__Records supplied__
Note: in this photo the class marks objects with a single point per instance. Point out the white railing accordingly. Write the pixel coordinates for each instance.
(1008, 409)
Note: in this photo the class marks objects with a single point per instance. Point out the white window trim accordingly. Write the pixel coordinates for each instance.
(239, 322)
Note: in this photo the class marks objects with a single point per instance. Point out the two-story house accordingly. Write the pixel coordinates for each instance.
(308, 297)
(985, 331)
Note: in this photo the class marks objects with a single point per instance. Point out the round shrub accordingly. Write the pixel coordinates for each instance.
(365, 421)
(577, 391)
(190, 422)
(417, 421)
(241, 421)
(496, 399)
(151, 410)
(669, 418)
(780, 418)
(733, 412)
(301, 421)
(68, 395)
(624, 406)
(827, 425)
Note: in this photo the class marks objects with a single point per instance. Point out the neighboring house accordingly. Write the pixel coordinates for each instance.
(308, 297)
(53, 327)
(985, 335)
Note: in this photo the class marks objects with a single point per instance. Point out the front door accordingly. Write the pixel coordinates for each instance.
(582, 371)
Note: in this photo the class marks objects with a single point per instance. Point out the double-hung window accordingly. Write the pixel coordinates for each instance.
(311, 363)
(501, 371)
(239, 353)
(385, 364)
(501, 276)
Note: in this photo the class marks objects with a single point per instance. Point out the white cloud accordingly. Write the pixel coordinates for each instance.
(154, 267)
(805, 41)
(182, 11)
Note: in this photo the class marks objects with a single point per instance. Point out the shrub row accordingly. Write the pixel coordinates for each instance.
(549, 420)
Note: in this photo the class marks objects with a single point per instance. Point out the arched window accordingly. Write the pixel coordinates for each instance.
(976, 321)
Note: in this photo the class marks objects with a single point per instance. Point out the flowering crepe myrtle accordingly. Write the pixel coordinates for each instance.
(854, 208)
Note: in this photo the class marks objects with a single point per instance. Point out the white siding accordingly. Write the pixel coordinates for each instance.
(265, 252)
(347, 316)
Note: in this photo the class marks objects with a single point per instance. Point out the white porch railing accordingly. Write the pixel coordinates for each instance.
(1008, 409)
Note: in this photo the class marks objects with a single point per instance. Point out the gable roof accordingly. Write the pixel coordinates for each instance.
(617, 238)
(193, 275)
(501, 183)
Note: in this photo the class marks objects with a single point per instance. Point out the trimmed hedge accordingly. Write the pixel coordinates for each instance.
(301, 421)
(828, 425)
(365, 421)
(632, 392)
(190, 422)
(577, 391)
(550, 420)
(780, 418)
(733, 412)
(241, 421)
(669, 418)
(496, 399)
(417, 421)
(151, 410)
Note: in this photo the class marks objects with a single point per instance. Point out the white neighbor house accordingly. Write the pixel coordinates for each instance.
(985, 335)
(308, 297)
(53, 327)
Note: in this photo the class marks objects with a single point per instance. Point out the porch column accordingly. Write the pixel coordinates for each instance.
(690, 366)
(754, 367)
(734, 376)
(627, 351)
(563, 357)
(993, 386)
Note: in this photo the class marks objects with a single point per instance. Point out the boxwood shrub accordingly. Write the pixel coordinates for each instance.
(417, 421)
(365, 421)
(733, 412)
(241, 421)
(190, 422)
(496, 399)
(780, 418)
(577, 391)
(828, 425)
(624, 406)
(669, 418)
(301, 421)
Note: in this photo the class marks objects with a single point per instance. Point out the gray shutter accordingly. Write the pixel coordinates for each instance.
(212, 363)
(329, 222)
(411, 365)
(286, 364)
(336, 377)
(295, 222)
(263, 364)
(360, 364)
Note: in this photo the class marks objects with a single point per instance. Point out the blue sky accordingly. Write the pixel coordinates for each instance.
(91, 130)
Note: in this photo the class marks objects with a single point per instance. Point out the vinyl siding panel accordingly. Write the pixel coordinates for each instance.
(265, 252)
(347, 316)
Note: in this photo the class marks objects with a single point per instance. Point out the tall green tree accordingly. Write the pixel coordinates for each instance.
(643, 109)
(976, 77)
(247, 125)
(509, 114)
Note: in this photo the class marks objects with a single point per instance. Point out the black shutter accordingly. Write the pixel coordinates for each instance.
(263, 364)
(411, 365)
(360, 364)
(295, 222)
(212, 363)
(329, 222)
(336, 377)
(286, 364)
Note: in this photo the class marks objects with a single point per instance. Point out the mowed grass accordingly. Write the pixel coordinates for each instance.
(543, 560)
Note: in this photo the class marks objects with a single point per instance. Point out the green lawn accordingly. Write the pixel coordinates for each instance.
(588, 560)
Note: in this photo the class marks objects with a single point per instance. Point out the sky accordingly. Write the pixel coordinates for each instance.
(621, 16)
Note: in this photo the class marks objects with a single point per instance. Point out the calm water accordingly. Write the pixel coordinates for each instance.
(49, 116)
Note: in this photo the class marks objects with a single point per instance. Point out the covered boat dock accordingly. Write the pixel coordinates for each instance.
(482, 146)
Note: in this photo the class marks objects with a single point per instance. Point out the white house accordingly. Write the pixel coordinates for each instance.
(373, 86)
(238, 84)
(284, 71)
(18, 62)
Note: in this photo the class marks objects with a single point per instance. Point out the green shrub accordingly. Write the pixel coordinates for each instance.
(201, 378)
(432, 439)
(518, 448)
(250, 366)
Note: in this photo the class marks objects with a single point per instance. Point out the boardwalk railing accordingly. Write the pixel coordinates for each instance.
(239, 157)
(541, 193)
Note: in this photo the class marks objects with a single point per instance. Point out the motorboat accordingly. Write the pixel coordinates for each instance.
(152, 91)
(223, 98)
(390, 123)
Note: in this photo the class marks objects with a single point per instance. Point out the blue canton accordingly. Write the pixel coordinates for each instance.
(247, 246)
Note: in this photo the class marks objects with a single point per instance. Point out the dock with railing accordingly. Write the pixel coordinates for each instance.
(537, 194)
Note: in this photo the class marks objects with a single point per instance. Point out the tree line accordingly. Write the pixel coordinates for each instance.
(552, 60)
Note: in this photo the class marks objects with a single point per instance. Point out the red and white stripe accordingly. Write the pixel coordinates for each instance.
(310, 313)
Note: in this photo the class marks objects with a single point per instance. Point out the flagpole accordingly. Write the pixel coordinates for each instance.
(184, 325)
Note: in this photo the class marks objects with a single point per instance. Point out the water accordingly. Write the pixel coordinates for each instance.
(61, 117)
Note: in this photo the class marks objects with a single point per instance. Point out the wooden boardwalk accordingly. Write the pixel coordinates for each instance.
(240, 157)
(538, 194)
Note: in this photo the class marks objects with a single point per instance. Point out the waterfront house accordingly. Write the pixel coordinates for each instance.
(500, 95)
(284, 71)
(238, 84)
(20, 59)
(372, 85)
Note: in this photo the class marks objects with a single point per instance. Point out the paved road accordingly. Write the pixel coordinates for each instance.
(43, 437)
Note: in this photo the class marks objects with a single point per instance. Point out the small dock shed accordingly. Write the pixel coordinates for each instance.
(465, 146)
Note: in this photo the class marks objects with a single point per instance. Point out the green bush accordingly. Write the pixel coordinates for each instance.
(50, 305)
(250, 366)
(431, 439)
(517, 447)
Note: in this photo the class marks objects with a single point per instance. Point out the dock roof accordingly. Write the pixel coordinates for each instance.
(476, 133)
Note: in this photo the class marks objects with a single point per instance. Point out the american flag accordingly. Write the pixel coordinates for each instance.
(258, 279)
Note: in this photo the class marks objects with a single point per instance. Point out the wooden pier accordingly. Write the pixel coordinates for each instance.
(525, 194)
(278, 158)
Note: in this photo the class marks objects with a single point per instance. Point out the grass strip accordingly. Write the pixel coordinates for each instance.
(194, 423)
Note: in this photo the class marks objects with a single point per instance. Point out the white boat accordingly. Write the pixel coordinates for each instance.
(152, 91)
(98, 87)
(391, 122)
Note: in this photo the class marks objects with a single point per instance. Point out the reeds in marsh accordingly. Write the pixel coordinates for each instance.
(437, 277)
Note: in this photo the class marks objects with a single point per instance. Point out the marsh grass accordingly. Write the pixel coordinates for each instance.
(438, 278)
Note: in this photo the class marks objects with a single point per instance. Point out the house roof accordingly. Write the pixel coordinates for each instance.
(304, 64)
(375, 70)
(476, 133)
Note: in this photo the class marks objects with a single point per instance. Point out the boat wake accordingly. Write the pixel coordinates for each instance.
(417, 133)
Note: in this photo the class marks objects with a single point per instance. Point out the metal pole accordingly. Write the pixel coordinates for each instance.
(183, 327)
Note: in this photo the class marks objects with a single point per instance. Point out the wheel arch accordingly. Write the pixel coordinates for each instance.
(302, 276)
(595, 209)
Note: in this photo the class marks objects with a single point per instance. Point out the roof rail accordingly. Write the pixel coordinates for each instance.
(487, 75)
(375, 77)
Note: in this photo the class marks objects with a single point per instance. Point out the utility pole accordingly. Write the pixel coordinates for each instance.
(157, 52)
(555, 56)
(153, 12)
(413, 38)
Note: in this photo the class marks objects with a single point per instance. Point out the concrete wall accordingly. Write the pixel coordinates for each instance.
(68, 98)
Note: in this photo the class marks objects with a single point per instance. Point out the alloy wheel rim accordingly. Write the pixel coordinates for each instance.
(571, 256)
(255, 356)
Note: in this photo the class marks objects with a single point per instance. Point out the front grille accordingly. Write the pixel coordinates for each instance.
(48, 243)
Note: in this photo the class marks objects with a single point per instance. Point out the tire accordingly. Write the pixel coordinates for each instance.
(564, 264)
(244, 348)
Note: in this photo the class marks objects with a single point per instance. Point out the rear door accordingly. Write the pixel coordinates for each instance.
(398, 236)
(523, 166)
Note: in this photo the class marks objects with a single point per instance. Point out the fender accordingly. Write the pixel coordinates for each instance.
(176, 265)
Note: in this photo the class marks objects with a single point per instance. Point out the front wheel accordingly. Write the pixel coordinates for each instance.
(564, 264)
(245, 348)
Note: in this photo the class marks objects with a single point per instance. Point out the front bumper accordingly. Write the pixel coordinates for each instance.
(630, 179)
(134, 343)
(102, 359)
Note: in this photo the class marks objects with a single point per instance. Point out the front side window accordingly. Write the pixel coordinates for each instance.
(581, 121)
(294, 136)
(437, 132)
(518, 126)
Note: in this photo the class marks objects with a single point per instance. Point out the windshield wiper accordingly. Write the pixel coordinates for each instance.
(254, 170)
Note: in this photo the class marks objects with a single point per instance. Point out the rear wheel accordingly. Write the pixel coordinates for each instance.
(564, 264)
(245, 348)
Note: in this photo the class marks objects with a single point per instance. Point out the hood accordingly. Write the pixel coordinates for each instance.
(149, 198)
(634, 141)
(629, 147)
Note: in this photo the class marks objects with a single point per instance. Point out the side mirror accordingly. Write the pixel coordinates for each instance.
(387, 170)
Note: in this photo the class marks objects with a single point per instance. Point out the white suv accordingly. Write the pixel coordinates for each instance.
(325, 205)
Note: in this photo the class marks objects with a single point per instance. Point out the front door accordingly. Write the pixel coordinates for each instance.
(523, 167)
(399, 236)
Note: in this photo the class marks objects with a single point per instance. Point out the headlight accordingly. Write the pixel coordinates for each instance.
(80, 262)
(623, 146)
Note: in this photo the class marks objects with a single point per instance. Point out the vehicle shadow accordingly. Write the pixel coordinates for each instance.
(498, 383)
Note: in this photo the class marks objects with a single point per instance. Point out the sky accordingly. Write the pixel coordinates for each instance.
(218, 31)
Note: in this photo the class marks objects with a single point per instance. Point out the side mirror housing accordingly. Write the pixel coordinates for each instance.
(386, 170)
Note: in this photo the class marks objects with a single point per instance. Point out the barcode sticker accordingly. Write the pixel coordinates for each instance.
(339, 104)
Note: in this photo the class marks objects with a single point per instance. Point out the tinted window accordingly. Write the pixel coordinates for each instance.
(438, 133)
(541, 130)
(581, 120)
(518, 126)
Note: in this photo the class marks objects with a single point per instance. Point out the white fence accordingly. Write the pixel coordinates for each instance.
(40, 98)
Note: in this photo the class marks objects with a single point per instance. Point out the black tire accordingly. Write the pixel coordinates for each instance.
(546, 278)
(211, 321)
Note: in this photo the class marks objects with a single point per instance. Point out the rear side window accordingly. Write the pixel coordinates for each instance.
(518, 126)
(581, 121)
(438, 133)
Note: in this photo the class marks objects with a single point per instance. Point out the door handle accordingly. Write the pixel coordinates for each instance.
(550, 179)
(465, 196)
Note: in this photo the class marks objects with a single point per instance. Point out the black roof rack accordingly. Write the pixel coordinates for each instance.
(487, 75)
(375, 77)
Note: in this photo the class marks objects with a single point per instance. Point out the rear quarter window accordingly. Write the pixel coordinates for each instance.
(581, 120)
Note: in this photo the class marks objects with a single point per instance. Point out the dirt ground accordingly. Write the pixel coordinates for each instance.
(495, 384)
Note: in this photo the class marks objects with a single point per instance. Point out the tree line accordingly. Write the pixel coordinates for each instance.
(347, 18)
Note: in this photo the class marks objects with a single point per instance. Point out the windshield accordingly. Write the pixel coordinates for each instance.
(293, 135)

__Requirement__
The response should consist only of the lines running from the one that contains "the windshield accordingly." through the end of the material, repeated exactly.

__Answer box__
Note: in this photo the class marks objects with a single point per instance. Point out the windshield accordingly. Write the pixel coordinates for each instance.
(293, 135)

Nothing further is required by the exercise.